- **SOURCE TEXT**

<<<<

Noriko Ann Kariya (born June 12, 1979) is a Canadian professional female boxer.

Biography
Noriko Kariya grew up interested in becoming a hockey player. Her brothers, Steve Kariya, Martin Kariya, and Paul Kariya, whom she looked up to as a child, were professional hockey players. When Kariya moved to the United States to study at the University of Maine, she became a member of the women's field hockey team, and joined the local boxing gym to keep in shape.

Kariya's presence at the gym was difficult for the gym's other patrons; many felt uncomfortable with having a woman train next to them. Kariya did not feel welcome but came to love the sport of boxing and wanted to pursue it as a career. Kariya moved to Jersey City, New Jersey, where she began training with Mike Skowronski and Teddy Cruz, who have also worked with Arturo Gatti.

>>>>

- **WHAT YOU NEED TO DO**
• a. According to the biography of Noriko Kariya, at which university did she study after moving to the United States?
• b. Write a continuation of the biography of Noriko Kariya, beginning right after its final sentence.
The entries that come next have no connection to the biography of Noriko Kariya.

- **Extracted data entries**

<<<<

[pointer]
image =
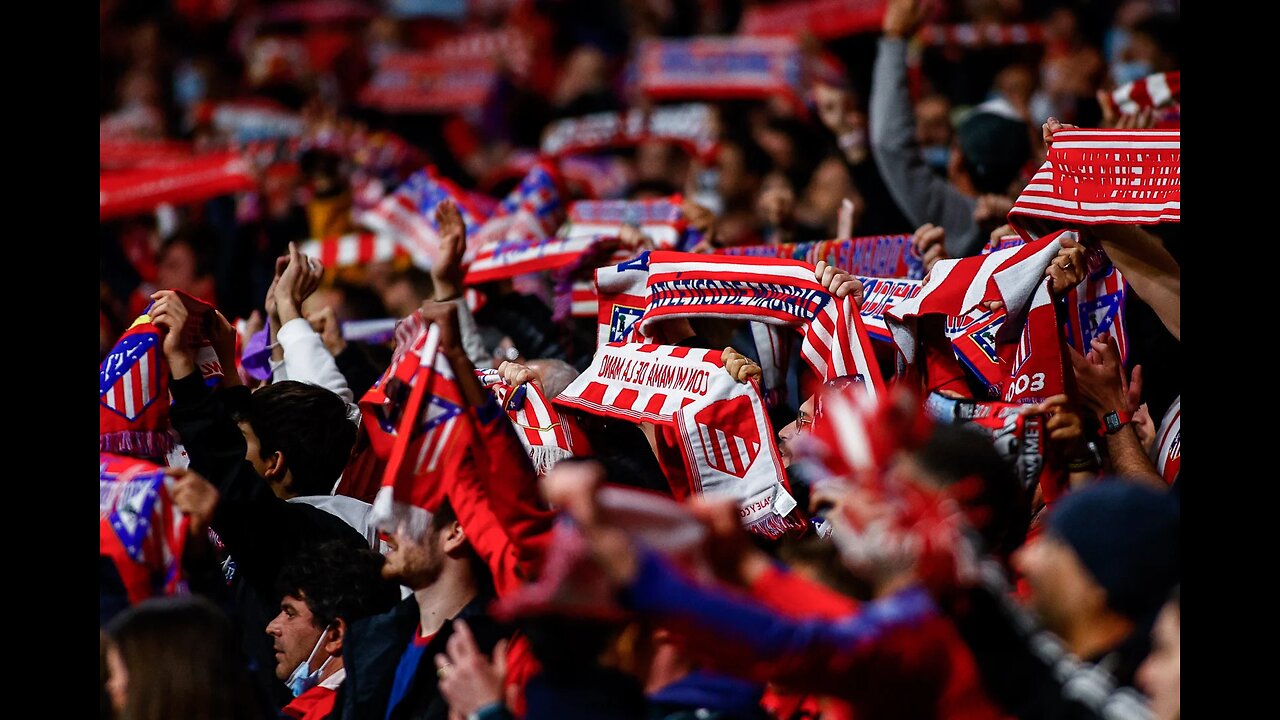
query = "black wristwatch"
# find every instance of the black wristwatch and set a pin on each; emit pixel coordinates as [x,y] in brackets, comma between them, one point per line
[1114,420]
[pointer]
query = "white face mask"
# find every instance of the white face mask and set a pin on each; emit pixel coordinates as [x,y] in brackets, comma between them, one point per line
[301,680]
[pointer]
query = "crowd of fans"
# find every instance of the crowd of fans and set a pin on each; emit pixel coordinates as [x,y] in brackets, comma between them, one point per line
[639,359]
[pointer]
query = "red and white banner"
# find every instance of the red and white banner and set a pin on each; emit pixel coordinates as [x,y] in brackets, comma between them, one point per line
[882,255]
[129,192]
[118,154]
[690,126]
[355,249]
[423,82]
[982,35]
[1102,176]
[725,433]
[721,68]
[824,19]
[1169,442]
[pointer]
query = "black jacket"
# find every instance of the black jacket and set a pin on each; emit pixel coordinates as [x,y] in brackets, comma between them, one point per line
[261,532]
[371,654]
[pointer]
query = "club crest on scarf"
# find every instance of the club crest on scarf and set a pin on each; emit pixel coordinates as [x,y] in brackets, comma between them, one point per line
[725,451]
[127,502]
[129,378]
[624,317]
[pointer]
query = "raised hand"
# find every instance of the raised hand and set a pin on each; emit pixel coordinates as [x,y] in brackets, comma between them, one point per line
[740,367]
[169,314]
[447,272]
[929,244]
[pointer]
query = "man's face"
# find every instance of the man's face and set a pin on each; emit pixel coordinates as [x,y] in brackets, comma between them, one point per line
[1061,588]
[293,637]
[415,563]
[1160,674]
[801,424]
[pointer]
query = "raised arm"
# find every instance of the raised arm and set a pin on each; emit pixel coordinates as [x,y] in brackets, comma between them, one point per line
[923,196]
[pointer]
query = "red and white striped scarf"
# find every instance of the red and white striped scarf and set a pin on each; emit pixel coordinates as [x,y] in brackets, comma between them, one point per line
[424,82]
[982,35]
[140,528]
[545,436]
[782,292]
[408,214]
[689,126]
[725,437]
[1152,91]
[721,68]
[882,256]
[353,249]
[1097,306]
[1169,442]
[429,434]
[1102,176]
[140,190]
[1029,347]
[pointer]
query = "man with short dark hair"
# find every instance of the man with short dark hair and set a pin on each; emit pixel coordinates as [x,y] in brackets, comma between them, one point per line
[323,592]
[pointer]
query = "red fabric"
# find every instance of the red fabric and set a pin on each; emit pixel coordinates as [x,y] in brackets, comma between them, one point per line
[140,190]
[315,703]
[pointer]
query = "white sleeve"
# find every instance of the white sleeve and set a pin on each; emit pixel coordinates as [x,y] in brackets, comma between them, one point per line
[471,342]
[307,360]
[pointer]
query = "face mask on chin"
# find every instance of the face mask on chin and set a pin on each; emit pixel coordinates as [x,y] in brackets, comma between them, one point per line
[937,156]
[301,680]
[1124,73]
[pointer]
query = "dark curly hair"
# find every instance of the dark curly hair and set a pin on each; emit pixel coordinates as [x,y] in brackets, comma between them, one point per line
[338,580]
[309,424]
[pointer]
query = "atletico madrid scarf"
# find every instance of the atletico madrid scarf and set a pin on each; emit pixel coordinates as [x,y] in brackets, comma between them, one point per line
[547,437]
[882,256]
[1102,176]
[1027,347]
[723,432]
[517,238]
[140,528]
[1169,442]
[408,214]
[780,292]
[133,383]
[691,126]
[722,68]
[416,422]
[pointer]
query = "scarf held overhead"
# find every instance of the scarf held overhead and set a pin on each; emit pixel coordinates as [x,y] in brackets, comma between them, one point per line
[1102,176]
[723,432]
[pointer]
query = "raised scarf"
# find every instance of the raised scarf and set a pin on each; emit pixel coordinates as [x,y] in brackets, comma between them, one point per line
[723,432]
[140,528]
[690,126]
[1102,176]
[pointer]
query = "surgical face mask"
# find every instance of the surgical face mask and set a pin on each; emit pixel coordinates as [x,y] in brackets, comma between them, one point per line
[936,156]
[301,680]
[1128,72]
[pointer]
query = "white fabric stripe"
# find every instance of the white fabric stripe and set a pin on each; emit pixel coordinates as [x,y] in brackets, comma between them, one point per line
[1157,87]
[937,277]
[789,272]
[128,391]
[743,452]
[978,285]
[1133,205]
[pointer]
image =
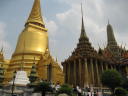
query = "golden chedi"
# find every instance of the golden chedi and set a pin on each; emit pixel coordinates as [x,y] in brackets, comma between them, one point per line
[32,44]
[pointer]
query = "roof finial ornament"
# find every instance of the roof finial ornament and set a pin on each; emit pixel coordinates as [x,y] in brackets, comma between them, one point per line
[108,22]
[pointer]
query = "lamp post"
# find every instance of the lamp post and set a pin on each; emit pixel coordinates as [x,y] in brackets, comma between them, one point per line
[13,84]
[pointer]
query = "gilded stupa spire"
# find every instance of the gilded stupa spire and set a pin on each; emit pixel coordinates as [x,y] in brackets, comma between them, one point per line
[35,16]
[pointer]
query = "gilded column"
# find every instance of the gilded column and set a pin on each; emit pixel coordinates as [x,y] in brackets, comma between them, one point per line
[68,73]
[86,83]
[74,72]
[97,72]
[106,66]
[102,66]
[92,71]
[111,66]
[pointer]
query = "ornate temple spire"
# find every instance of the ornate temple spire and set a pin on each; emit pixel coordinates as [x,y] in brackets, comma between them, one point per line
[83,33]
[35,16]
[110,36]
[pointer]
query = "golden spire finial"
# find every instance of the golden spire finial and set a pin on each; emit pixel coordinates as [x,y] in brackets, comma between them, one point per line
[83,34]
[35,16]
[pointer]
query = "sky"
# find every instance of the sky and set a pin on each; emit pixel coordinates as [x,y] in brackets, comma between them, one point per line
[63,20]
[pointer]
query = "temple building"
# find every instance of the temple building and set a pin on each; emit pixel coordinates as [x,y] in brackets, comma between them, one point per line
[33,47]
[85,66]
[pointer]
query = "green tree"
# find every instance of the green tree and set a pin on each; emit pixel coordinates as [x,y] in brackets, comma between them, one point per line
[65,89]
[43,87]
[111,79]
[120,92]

>>>>
<<<<

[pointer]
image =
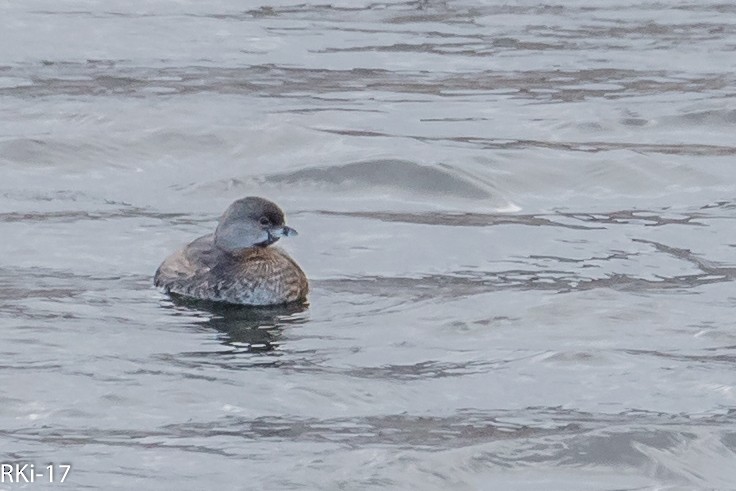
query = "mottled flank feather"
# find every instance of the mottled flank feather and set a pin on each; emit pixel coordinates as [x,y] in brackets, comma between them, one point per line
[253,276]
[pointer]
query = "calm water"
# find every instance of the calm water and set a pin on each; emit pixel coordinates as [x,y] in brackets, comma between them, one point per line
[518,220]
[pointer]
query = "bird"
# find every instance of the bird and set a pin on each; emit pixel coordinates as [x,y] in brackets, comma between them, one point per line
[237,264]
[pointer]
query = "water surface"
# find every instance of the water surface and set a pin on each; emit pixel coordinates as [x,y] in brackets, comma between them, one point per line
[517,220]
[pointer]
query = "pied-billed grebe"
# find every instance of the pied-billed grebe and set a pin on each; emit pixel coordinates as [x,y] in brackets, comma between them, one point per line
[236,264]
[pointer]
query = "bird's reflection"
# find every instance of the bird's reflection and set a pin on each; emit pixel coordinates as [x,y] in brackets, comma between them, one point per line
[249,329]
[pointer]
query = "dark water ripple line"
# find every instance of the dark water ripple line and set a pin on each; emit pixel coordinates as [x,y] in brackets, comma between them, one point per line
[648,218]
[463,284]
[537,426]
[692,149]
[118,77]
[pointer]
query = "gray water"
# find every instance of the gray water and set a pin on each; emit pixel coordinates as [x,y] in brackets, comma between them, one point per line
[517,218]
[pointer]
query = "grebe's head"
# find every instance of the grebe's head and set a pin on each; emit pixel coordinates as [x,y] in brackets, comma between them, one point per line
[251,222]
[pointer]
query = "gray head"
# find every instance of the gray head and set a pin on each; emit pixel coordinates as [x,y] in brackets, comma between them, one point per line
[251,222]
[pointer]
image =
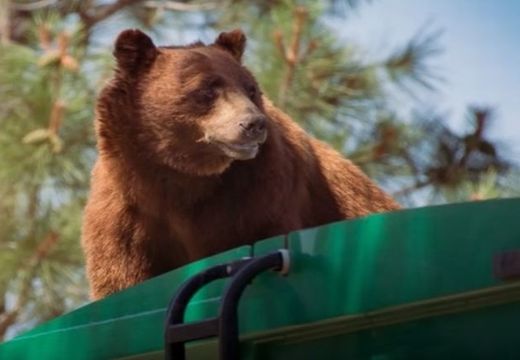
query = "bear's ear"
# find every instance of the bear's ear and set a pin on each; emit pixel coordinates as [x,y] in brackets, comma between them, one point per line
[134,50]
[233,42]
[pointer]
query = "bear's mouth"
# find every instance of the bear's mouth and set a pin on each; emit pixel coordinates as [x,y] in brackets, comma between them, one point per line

>>>>
<<<<

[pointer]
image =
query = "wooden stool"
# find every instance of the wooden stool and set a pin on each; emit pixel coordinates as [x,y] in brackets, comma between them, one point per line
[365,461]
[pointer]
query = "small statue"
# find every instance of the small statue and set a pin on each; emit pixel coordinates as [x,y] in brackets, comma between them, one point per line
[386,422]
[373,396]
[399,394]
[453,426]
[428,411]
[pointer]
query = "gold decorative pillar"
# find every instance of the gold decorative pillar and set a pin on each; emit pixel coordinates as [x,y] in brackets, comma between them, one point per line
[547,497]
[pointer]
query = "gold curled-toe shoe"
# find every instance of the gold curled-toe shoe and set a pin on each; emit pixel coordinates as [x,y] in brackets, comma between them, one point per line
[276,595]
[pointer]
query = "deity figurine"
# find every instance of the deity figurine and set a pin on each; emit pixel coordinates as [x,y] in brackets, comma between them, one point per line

>>>>

- **OUTPUTS BY TASK**
• a. She studied at the University of Maine.

• b.
In May 2006, a photo of Kariya, with the nickname "Lady Bang", appeared on Ring Magazine. The nickname is a spin-off from her brother, Paul's, winning of the Lady Byng Memorial Trophy in both 1996 and 1997 for the most gentlemanly player of the year.

Amateur career
Noriko Kariya had ten amateur bouts, winning 9 and losing 1.

Professional career
Kariya debuted as a bantamweight fighter on May 29, 2005, beating Cindy Christian by a four-round decision at Hull, Quebec. Her next fight, and her first professional bout outside of Canada, took place on August 19 of the same year. She defeated Camille Casson in Whippany, New Jersey by another four-round decision.

On January 28, 2006, Kariya defeated Maria Contreras on points at Atlantic City, and on May 24, 2006, she fought the undefeated Amanda Knight in New York City. The bout was declared a draw (tie) after four rounds, and both women remained undefeated. On December 13, 2007, Kariya fought Salina Jordan at the Roseland Ballroom with a third round referee decision of Kariya being the outright winner. A punch at the end of the first round by Kariya broke Salina Jordan's cheekbone.

Kariya has 9 wins, 3 losses and 1 draw, with 2 knockout wins.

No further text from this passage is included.